═════ Passage shown ═════

The total plan payment required pursuant to subsection (a)(1) or (b)(1), with respect to a qualified IDR item or service for which a determination is made under paragraph (5)(A) or with respect to an item or service for which a payment amount is determined under open negotiations under paragraph (1), shall be made directly to the nonparticipating provider or facility not later than 30 days after the date on which such determination is made.
For 2022 and each subsequent year, an IDR entity, as a condition of certification as an IDR entity, shall submit to the Secretary such information as the Secretary determines necessary to carry out the provisions of this subsection.
The Secretary shall ensure the public reporting under this paragraph does not contain information that would disclose privileged or confidential information of a group health plan or health insurance issuer offering group or individual health insurance coverage or of a provider or facility.
Each party to a determination under paragraph (5) to which an entity is selected under paragraph (3) [5] in a year shall pay to the Secretary, at such time and in such manner as specified by the Secretary, a fee for participating in the IDR process with respect to such determination in an amount described in subparagraph (B) for such year.
The amount described in this subparagraph for a year is an amount established by the Secretary in a manner such that the total amount of fees paid under this paragraph for such year is estimated to be equal to the amount of expenditures estimated to be made by the Secretary for such year in carrying out the IDR process.
The Secretary may modify any deadline or other timing requirement specified under this subsection (other than the establishment date for the IDR process under paragraph (2)(A) and other than under paragraph (6)) in cases of extenuating circumstances, as specified by the Secretary, or to ensure that all claims that occur during a 90-day period described in paragraph (5)(E)(ii), but with respect to which a notification is not permitted by reason of such paragraph to be submitted under paragraph (1)(B) during such period, are eligible for the IDR process.

═════ Supplied data ═════

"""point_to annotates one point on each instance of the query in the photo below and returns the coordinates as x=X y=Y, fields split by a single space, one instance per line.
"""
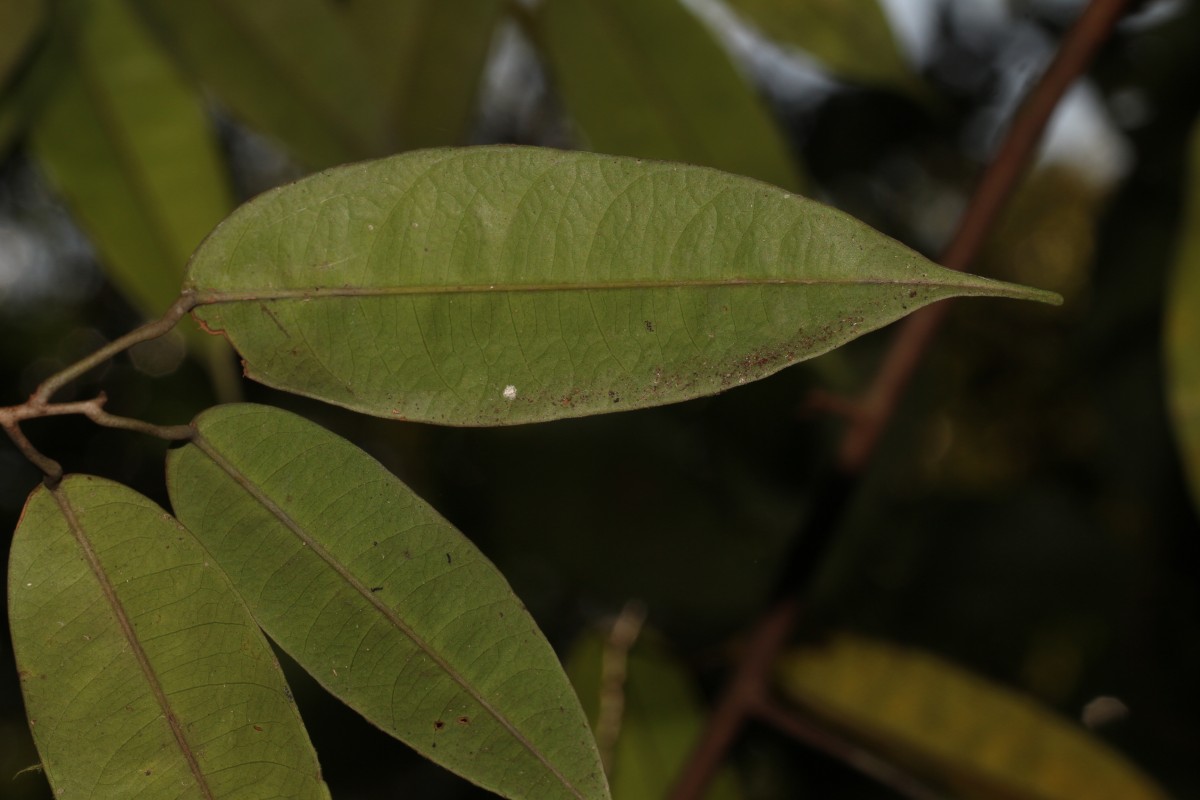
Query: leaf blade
x=399 y=614
x=497 y=286
x=142 y=669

═════

* _Assigned task A_
Quote the passage on the IDR process word for word, starting at "The Secretary shall" and ending at "for such year.".
* _Assigned task B_
Extend the passage on the IDR process, picking up immediately after its final sentence.
The records have no connection to the passage on the IDR process.

* _Response area A_
The Secretary shall ensure the public reporting under this paragraph does not contain information that would disclose privileged or confidential information of a group health plan or health insurance issuer offering group or individual health insurance coverage or of a provider or facility.
Each party to a determination under paragraph (5) to which an entity is selected under paragraph (3) [5] in a year shall pay to the Secretary, at such time and in such manner as specified by the Secretary, a fee for participating in the IDR process with respect to such determination in an amount described in subparagraph (B) for such year.

* _Response area B_
In the case of a sponsor of a group health plan that, pursuant to subsection (a)(3)(E)(iii), uses a database described in such subsection to determine a rate to apply under such subsection for an item or service by reason of having insufficient information described in such subsection with respect to such item or service, such sponsor shall cover the cost for access to such database.
In the case of a participant or beneficiary scheduled to receive an item or service that is a specified item or service (as defined in subparagraph (B)), the Secretary may modify any timing requirements relating to the provision of the notification described in paragraph (1) to such participant or beneficiary with respect to such item or service. Any modification made by the Secretary pursuant to the previous sentence may not result in the provision of such notification after such participant or beneficiary has been furnished such item or service.
For purposes of subparagraph (A), the term “specified item or service” means an item or service that has low utilization or significant variation in costs (such as when furnished as part of a complex treatment), as specified by the Secretary.